■ **Supplied text**
☆ ☆ ☆ ☆

R: Interaction forest plots: exploring interaction forest...

plotEffects {diversityForest}

R Documentation

Interaction forest plots: exploring interaction forest results through visualisation

Description

This function allows to visualise the (estimated) bivariable influences of pairs of variables (with large quantitative and qualitative EIM values) on the outcome. This step is crucial, because to interpret interaction effects between variable pairs with large quantitative and qualitative EIM values, it is necessary to learn about the forms these interaction effects take.

Usage

plotEffects(
  intobj,
  type = "quant",
  numpairs = 5,
  indpairs = NULL,
  pairs = NULL,
  allwith = NULL,
  pvalues = TRUE,
  twoplots = TRUE,
  addtitles = TRUE,
  plotit = TRUE
)

Arguments

`intobj`	Object of class `interactionfor`.
`type`	This can be either "quant" or "qual" and determines whether the plotted pairs are sorted according to either the quantitative or qualitative EIM values in decreasing order. Default is "quant".
`numpairs`	The number of pairs to plot (default: 5). This is overwritten by `indpairs`.
`indpairs`	Optional. The indices of the pairs in the sorted lists of quantitative (`type="quant"`) or qualitative EIM values to plot (`type="qual"`). This overwrites the `numpairs` argument.
`pairs`	This can be used to specify the pairs to plot. It is an optional list of character string vectors, where each of these vectors has length two. Each list element corresponds to one pair, where the first character string gives the name of the first member of the respective pair to plot and the second character string gives the name of the second member. This argument overwrites `numpairs` and `indpairs`.
`allwith`	This is an optional character string that can be set to the name of one of the variables. If provided, only variable pairs will be considered that feature the variable specified by this argument `allwith`. These pairs are again sorted in decreasing order according to the quantitative (`type="quant"`) or qualitative (`type="qual"`) EIM values and their number is restricted to the value given by `numpairs`. This argument `allwith` can be used, if it is of interest to learn whether a specific variable (e.g., sex or age) interacts with other variables in the data set and if so, which forms these interactions take.
`pvalues`	Set to `TRUE` (default) to add to the plots p-values from tests for interaction effect obtained using classical parametric regression approaches. For categorical outcomes logistic regression is used, for metric outcomes linear regression and for survival outcomes Cox regression. NOTE: These p-values are generally much too optimistic and MUST NOT be reported as the result of a statistical test for significance of interaction. See the 'Details' section below for further details.
`twoplots`	Set to `TRUE` / `FALSE` if for each plot page the results of two / one pair(s) of variables should be shown. Default is `TRUE`.
`addtitles`	Set to `TRUE` (default) to add headings providing the names of the variables in each pair. If `type="quant"`, these headings also give information on the type of quantitative interaction effect. Setting `addtitles` to `FALSE` is, for example, useful, when the produced plots are intended for use in a publication, where these headings might not be desirable.
`plotit`	This states whether the plots are actually plotted or merely returned as `ggplot` objects. Default is `TRUE`.

☆ ☆ ☆ ☆

■ **Data for the task**
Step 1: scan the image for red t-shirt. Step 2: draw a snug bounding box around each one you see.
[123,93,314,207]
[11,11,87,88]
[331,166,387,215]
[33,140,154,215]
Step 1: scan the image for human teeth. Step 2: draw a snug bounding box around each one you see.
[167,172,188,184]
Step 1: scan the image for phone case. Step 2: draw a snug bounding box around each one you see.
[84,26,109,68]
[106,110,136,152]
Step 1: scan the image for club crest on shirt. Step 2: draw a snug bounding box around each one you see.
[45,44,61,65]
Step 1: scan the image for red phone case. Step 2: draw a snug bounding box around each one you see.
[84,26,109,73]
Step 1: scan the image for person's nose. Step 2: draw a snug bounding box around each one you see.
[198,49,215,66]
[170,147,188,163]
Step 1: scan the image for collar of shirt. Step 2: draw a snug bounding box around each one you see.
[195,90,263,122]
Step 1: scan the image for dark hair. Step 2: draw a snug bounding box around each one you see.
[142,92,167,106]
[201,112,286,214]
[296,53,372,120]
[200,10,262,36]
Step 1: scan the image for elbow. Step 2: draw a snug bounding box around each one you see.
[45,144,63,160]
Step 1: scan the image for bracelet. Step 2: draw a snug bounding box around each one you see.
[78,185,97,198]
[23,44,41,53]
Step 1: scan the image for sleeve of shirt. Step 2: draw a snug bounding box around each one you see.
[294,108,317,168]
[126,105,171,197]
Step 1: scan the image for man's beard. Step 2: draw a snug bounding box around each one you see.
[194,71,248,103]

☆ ☆ ☆ ☆

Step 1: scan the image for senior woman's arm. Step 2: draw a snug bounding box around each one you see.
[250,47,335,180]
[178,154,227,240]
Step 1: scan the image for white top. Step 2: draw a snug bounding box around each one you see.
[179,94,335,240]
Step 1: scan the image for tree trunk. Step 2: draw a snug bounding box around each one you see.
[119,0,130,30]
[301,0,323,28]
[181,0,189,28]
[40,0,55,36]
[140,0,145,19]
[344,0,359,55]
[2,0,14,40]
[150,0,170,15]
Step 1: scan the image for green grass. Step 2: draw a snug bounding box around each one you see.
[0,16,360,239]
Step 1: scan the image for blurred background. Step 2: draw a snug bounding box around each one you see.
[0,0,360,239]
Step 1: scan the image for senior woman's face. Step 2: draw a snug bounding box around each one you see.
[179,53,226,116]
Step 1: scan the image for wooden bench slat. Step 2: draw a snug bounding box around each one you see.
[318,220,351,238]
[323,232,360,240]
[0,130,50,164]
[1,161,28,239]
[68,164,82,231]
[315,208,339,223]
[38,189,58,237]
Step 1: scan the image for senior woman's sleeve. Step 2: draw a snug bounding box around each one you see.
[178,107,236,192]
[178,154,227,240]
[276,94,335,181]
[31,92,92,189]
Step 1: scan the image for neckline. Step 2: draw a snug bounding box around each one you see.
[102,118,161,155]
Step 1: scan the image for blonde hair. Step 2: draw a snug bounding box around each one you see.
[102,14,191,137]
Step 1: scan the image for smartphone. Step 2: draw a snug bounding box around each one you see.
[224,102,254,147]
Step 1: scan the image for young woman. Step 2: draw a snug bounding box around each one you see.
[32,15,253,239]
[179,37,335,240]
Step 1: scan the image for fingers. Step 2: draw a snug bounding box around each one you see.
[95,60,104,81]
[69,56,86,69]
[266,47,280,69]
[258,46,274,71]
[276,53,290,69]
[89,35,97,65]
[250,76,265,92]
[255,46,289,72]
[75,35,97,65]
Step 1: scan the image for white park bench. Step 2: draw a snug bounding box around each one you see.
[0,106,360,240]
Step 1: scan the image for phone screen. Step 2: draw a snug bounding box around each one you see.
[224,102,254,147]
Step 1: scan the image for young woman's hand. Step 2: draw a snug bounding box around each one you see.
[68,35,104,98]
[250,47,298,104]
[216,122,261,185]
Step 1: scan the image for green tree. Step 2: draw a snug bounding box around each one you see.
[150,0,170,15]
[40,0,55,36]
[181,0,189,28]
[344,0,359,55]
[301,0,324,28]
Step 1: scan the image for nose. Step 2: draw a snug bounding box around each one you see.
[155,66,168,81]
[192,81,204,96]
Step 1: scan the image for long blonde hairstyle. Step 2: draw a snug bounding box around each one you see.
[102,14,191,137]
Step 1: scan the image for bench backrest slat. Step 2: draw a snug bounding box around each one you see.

☆ ☆ ☆ ☆

■ **To do**
1. In the plotEffects documentation, which regression approach supplies the p-values for survival outcomes?
2. From the records, extract the part that opens with the line containing "Step 1: scan the image for fingers." and closes with the line containing "[75,35,97,65]", including both of those lines, and reproduce it verbatim.

■ **Written answers**
1. Cox regression.

2.
Step 1: scan the image for fingers. Step 2: draw a snug bounding box around each one you see.
[95,60,104,81]
[69,56,86,69]
[266,47,280,69]
[258,46,274,71]
[276,53,290,69]
[89,35,97,65]
[250,76,265,92]
[255,46,289,72]
[75,35,97,65]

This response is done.